Prompt - Give the lines again exactly, from the one holding "Indicate the gothic" to the last line of the listing below, both ends included and nothing added.

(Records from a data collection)
= = = = = = =

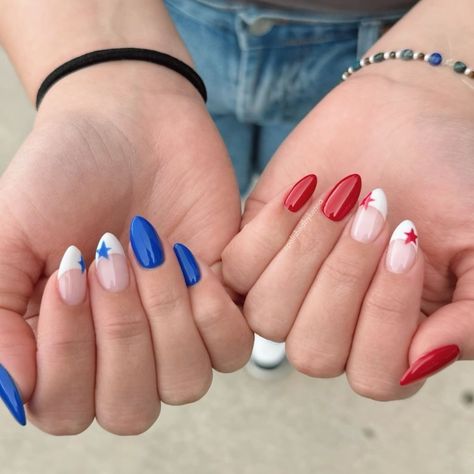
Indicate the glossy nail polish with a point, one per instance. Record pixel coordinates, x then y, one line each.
401 253
72 276
342 198
111 264
300 193
430 363
146 244
188 264
370 217
10 395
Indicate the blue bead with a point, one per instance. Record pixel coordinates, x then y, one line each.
146 244
435 59
188 264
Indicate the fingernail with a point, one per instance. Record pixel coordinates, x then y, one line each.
72 276
402 249
146 244
188 264
342 198
111 264
370 217
10 395
430 363
300 193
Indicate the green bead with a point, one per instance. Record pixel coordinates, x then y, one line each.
459 67
407 54
378 58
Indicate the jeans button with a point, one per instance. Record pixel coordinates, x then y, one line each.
260 26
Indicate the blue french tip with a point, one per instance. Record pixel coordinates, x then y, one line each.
146 244
188 264
10 395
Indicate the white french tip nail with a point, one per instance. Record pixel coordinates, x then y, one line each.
376 199
407 232
108 244
72 260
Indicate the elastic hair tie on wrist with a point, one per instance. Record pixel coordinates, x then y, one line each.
116 54
434 59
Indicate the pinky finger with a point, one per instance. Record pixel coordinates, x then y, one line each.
223 328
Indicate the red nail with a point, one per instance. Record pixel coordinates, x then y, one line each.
430 363
342 198
300 193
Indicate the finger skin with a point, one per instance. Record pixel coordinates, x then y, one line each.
272 304
184 371
261 238
320 339
389 318
224 330
127 401
63 401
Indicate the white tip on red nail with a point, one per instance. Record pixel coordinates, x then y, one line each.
377 199
406 231
108 244
72 260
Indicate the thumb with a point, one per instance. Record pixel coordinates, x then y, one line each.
446 335
19 269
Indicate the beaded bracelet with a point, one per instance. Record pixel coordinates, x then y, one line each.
435 59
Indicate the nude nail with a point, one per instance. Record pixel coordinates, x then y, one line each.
111 264
402 249
72 276
370 217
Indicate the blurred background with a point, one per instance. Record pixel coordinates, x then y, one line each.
290 424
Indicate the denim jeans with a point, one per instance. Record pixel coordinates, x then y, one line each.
265 68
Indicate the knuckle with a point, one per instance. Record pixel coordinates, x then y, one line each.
210 312
188 392
64 426
314 362
162 302
124 327
67 348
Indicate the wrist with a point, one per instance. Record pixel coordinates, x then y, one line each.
75 28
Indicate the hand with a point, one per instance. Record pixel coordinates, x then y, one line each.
413 139
100 153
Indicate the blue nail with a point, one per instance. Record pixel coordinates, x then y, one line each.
11 396
146 244
188 264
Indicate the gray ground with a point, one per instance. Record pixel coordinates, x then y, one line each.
291 425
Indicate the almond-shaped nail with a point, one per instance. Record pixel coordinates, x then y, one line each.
403 247
430 363
72 276
300 193
370 217
111 264
342 198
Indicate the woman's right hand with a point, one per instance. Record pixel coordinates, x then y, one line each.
102 151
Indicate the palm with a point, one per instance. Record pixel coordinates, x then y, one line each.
412 143
79 176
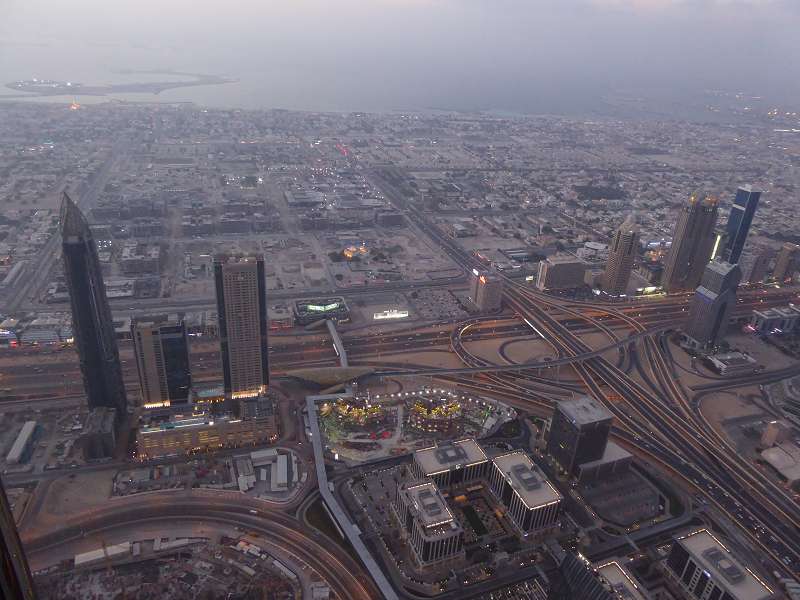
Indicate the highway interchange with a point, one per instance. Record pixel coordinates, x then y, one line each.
632 375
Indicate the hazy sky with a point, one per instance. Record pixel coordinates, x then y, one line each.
414 53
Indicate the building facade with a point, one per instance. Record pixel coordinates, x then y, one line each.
622 253
739 222
703 568
92 325
162 361
531 501
579 433
711 306
462 461
486 291
242 321
202 433
692 244
427 523
787 262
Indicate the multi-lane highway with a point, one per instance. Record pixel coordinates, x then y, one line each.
661 423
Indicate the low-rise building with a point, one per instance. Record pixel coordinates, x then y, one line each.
732 363
531 501
310 311
782 319
702 567
561 272
432 531
449 464
201 432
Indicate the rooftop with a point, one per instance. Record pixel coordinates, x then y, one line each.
712 556
428 505
584 410
785 459
437 459
622 581
526 479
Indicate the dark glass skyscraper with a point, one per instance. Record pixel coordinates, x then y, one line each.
739 221
162 360
578 432
15 576
242 319
92 325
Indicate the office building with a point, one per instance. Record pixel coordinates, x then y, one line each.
614 461
702 567
531 501
203 431
711 306
575 578
335 308
561 272
92 326
781 319
692 244
486 290
453 463
621 580
579 433
756 266
242 321
16 582
427 523
739 221
622 253
162 361
787 262
776 432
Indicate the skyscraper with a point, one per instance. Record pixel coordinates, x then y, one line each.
711 306
242 318
92 325
755 267
739 221
578 432
16 582
162 361
621 254
787 261
692 244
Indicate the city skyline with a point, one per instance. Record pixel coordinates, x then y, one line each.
403 299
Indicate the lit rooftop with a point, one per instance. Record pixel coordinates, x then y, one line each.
429 507
449 456
526 479
623 583
711 555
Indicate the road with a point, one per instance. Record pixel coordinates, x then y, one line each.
661 423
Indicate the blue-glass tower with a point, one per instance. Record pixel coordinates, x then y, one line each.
739 221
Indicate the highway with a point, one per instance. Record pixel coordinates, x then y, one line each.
331 561
658 423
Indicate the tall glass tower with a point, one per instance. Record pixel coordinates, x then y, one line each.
242 318
92 325
739 221
692 244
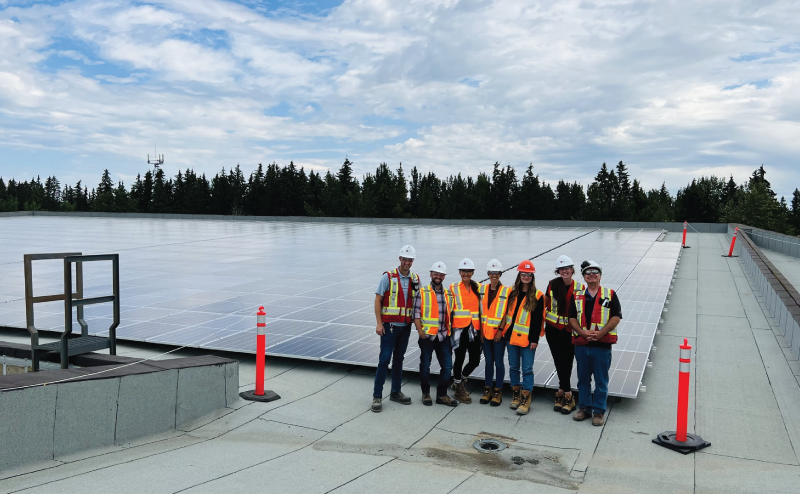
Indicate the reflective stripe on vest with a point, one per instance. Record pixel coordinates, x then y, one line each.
551 306
599 317
465 311
398 306
492 316
429 310
522 326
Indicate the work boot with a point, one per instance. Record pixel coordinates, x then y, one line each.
515 397
399 397
497 397
581 415
559 404
446 400
487 395
525 403
462 395
569 405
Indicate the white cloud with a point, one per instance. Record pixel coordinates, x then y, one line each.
673 89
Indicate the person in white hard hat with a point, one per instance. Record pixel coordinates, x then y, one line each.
433 310
558 298
594 316
466 327
394 300
494 302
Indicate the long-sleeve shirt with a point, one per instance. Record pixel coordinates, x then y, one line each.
443 313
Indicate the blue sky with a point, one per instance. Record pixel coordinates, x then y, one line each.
674 89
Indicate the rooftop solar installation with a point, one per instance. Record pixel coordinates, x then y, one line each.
198 282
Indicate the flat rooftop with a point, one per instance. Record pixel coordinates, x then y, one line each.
321 436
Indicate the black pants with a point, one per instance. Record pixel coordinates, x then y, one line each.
563 351
474 348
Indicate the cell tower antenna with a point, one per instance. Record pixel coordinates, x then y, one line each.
158 160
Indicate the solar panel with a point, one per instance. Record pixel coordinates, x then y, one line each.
198 283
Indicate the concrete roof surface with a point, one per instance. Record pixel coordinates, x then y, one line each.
321 437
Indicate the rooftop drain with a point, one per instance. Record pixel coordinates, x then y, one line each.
488 445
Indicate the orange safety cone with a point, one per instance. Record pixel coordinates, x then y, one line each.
259 394
679 440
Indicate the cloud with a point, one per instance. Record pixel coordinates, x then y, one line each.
674 90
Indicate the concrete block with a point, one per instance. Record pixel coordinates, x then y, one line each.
27 417
231 383
201 391
86 415
146 405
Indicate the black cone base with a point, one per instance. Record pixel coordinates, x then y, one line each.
693 443
266 397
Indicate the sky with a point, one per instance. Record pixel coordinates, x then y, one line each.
675 89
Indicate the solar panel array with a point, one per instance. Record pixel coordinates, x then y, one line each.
197 282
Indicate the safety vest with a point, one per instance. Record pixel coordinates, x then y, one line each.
551 316
398 307
429 310
599 317
492 315
467 307
522 326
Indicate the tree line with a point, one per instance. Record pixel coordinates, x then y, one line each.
287 190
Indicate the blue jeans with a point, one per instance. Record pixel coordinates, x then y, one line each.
493 355
444 354
592 361
394 342
525 355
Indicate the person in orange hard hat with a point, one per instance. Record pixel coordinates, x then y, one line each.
522 328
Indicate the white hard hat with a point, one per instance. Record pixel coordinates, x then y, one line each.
564 262
408 252
439 267
590 264
494 265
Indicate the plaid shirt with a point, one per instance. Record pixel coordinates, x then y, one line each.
442 311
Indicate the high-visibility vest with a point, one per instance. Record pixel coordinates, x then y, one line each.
429 309
522 326
551 316
398 307
492 315
467 307
599 317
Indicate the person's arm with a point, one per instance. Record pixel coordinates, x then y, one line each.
378 306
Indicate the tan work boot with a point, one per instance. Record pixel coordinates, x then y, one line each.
569 405
487 395
559 403
581 415
497 397
462 395
525 403
515 397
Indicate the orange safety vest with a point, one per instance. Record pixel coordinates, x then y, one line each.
467 307
492 316
429 310
599 317
398 307
551 316
522 326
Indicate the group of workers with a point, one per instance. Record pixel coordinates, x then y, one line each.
468 318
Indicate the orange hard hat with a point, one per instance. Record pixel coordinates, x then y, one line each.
526 267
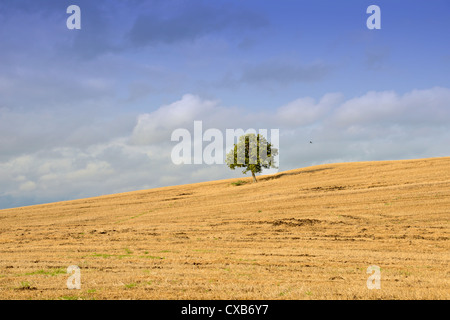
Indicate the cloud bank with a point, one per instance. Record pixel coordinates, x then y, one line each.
39 167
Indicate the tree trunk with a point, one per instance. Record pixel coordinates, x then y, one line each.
254 177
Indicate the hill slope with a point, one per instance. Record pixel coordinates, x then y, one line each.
309 233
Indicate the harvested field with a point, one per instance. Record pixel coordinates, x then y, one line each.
309 233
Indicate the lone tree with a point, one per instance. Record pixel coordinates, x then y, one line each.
253 153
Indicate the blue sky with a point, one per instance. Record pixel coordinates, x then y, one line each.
90 112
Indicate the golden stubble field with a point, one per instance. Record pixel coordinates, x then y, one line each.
309 233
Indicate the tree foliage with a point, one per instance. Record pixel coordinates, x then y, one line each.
253 153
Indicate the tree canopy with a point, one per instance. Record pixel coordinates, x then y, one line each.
253 153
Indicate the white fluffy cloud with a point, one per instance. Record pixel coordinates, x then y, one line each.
374 126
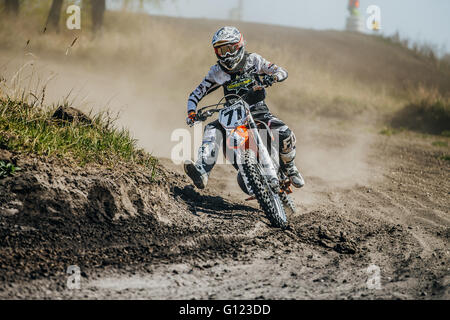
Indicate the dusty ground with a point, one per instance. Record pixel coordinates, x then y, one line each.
212 245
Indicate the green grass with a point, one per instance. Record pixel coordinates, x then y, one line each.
30 129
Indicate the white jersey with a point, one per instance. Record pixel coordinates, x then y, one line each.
217 78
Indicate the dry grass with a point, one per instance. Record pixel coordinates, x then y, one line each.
428 111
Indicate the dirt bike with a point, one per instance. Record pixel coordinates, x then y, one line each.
259 172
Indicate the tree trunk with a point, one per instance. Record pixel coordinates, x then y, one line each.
55 15
12 6
98 11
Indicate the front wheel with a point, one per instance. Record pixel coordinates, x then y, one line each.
269 201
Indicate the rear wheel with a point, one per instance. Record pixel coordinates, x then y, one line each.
269 201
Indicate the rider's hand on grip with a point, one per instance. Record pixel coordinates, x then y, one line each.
190 120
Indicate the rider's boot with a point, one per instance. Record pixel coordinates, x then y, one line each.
197 173
289 167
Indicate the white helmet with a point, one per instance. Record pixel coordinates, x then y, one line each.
229 46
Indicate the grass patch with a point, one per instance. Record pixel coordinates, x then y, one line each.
31 129
7 169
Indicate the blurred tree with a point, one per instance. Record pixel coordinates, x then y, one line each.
12 6
54 15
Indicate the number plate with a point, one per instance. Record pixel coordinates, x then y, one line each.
233 116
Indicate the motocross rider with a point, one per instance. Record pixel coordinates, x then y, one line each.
234 72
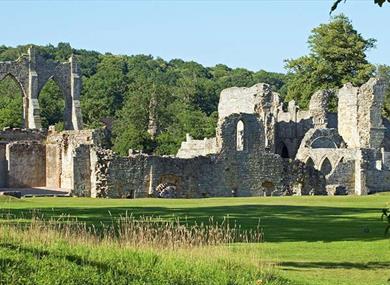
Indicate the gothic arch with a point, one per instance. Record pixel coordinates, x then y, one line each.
310 162
32 71
326 167
240 136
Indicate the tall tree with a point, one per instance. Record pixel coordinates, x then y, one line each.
337 2
337 56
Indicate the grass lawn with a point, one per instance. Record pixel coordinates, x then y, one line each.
313 240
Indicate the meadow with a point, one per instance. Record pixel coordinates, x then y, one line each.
306 240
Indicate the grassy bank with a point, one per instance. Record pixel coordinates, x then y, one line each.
312 240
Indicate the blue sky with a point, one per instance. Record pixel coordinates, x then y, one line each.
251 34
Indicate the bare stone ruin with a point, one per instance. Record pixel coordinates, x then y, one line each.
262 147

= = = = = = =

Result for this task -
Indicate the gothic arch with a point, one per instance. Record pixel coordinates, x then y, one line each.
310 162
32 71
326 167
240 136
Indicate the tall tree with a point, one per instance. Record pixel coordinates, x then y, one line each.
337 2
337 56
Indicate the grass lawn with a point, one per instance. Record pixel coordinates, x then y, one line each.
313 240
Indicate the meadow with a point, one per instance. Record pixel coordinates, x then y, one line each.
306 240
Indicate the grassy bank with a point, one per instance. Record pixel coordinates, x then y, one line each.
312 240
Indicate the blue sky with a point, one per instance. Record pixel coordinates, x then y, one line each.
251 34
Indicate the bare stone ruin with a point, one per instance. Record pixel coordinates, x then y, one line each.
262 147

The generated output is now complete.